**THE EXERCISE**:
Copy the items below word for word, starting at the line containing "hair --vertices whole-pixels" and continuing through the last line of the items. Leave the pictures out of your answer.

── GIVEN RECORDS

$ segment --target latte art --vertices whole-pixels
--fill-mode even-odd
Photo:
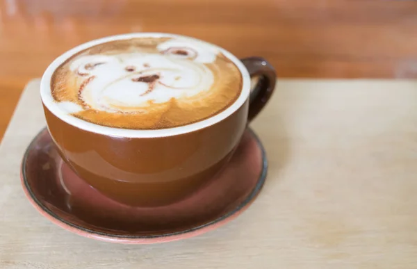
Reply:
[[[239,70],[204,42],[136,38],[75,55],[53,76],[62,110],[109,127],[161,129],[202,120],[227,108],[240,91]]]

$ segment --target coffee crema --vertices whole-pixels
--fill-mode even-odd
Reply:
[[[174,38],[115,40],[64,62],[51,80],[60,110],[94,124],[161,129],[197,122],[230,106],[239,69],[215,46]]]

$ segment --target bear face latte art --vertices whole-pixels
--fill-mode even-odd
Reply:
[[[216,47],[174,38],[111,41],[57,68],[60,109],[109,127],[161,129],[213,117],[239,97],[239,69]]]

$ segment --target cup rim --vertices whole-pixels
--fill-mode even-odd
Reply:
[[[70,58],[71,56],[76,54],[76,53],[88,49],[89,47],[95,46],[97,44],[114,40],[126,40],[135,38],[165,37],[181,39],[183,40],[189,40],[195,42],[197,41],[205,43],[218,49],[226,57],[227,57],[230,60],[231,60],[233,63],[234,63],[235,65],[239,69],[240,75],[242,76],[242,88],[240,90],[240,94],[238,99],[227,108],[213,117],[208,117],[208,119],[181,127],[151,130],[120,129],[116,127],[110,127],[103,125],[99,125],[95,123],[89,122],[83,120],[79,119],[78,117],[74,117],[63,111],[57,105],[56,101],[54,99],[51,91],[51,79],[52,75],[54,74],[55,70],[60,65],[62,65],[65,60],[67,60],[68,58]],[[68,50],[67,51],[65,52],[64,54],[56,58],[45,70],[40,82],[40,97],[42,104],[45,106],[46,109],[48,109],[52,114],[58,117],[61,120],[84,131],[88,131],[102,135],[125,138],[145,138],[173,136],[193,132],[195,131],[204,129],[206,127],[208,127],[227,118],[235,111],[236,111],[239,108],[240,108],[249,97],[250,92],[250,76],[249,72],[245,67],[245,65],[242,63],[242,62],[234,54],[219,46],[199,39],[182,35],[164,33],[133,33],[116,35],[96,39],[81,44],[79,46],[75,47],[73,49]]]

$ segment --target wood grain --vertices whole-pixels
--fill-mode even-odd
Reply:
[[[279,81],[252,124],[269,160],[254,203],[208,234],[140,246],[73,234],[26,201],[38,86],[0,145],[0,268],[416,268],[416,81]]]
[[[0,134],[28,79],[65,51],[159,31],[262,56],[281,77],[417,77],[417,1],[1,0]]]

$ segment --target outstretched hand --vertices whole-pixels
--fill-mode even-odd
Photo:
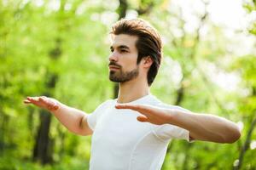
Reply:
[[[25,104],[33,104],[40,108],[49,110],[49,111],[57,110],[60,107],[56,99],[45,96],[27,97],[23,102]]]
[[[137,117],[139,122],[150,122],[156,125],[170,123],[174,111],[170,109],[163,109],[148,105],[118,104],[117,109],[131,109],[140,112],[142,115]]]

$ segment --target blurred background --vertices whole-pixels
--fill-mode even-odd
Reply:
[[[109,31],[124,17],[162,37],[152,94],[242,132],[232,144],[174,139],[162,169],[256,169],[255,9],[255,0],[0,0],[0,169],[88,169],[90,137],[22,101],[46,95],[90,113],[115,98]]]

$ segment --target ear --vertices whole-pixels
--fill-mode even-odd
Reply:
[[[149,68],[153,64],[153,60],[150,56],[143,57],[143,65],[144,68]]]

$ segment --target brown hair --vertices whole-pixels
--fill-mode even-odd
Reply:
[[[137,64],[139,64],[143,57],[149,56],[153,60],[148,72],[148,84],[150,86],[157,75],[162,55],[161,39],[156,30],[142,19],[122,19],[112,26],[110,33],[138,37],[136,43],[138,51]]]

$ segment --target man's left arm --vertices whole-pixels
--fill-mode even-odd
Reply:
[[[225,118],[179,109],[163,109],[147,105],[117,105],[117,109],[131,109],[142,115],[137,120],[156,125],[172,124],[189,131],[191,139],[234,143],[241,136],[238,126]]]

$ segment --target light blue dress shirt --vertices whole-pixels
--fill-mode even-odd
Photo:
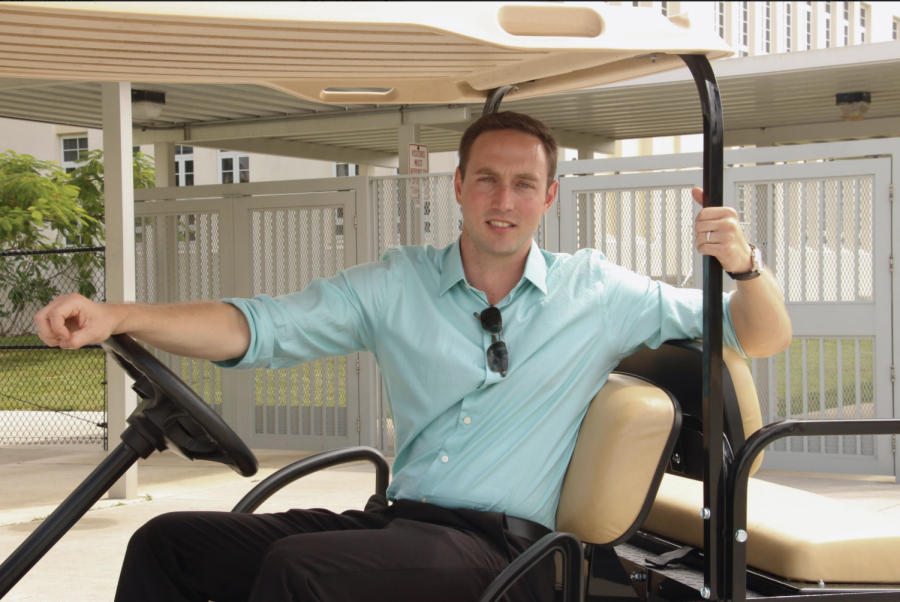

────

**THE ANSWER**:
$ segment --target brown hair --vertices whole-pixels
--fill-mode even-odd
Reply:
[[[137,64],[139,64],[143,57],[149,56],[153,60],[148,72],[148,84],[150,86],[157,75],[162,55],[161,39],[156,30],[142,19],[122,19],[112,26],[110,33],[138,37],[136,43],[138,51]]]

$ segment --target man's left arm --vertices whole-pixels
--fill-mode even-odd
Reply:
[[[225,118],[179,109],[163,109],[147,105],[117,105],[117,109],[131,109],[142,115],[137,120],[156,125],[172,124],[189,131],[191,139],[234,143],[241,136],[238,126]]]

$ segment --target light blue dress shirt --vertices whole-pixels
--fill-mode even-odd
Photo:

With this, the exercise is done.